• _Dataset records_:

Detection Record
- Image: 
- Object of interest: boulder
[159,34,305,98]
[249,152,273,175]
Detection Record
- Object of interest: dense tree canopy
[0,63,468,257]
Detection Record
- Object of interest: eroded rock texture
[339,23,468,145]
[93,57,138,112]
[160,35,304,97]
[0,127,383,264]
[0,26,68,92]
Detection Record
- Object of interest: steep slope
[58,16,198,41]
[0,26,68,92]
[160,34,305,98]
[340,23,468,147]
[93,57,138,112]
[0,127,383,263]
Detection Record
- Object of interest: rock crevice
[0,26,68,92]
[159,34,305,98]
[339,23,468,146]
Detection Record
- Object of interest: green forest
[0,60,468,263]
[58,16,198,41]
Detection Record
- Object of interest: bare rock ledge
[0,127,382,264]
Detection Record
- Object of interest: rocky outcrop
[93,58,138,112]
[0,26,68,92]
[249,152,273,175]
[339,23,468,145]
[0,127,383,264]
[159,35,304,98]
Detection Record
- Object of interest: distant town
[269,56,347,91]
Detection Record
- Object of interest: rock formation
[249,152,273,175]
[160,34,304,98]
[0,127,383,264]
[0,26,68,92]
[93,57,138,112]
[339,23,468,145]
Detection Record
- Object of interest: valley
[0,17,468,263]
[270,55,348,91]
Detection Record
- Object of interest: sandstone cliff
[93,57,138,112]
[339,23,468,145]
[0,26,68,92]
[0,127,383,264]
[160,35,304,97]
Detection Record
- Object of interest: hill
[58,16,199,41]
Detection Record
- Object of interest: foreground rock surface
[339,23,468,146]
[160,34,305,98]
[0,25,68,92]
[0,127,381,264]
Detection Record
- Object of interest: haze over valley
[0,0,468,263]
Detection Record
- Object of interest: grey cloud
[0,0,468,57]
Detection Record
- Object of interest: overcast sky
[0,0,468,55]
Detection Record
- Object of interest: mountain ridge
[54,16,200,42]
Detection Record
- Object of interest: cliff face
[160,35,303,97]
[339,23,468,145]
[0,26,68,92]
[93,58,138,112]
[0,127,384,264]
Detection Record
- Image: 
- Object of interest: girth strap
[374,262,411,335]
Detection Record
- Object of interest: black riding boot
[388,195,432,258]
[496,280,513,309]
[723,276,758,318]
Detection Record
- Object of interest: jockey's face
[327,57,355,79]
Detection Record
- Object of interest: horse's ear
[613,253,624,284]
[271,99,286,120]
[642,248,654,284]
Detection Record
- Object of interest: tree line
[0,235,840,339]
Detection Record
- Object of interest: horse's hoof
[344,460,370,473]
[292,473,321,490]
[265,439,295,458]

• _Short problem_: Please restate the records above from the start through the line containing "[269,56,347,91]", both ends included and with the lines naming each object of interest kept, scaling every bounding-box coordinate by 1.75 and rounding to whole numbers, with halves going up. Give only those lines.

• _Task output_:
Detection Record
- Image: 
- Object of interest: boulder
[278,60,534,172]
[436,266,478,306]
Detection Record
- Object of interest: dense tree canopy
[0,110,819,450]
Detection Record
- Object of interest: eroded rock texture
[593,40,819,254]
[163,100,242,196]
[280,61,532,170]
[0,222,670,462]
[0,46,119,161]
Detection Record
- Object of interest: steep slope
[102,28,347,72]
[0,46,119,161]
[280,60,534,172]
[595,40,819,257]
[163,100,242,196]
[0,222,670,460]
Detection Record
- Object of interest: rock crevice
[0,46,119,161]
[278,60,534,172]
[593,40,819,256]
Detection Record
- Object of interest: green forest
[0,105,819,460]
[102,28,347,72]
Detection Record
- Object of interest: bare rock ledge
[0,222,669,462]
Detection Record
- Object of interest: rocky outcrop
[163,102,242,196]
[0,46,119,161]
[436,266,478,306]
[593,40,819,254]
[0,222,670,462]
[278,61,532,172]
Detection Record
- Object of interest: distant town
[471,98,607,159]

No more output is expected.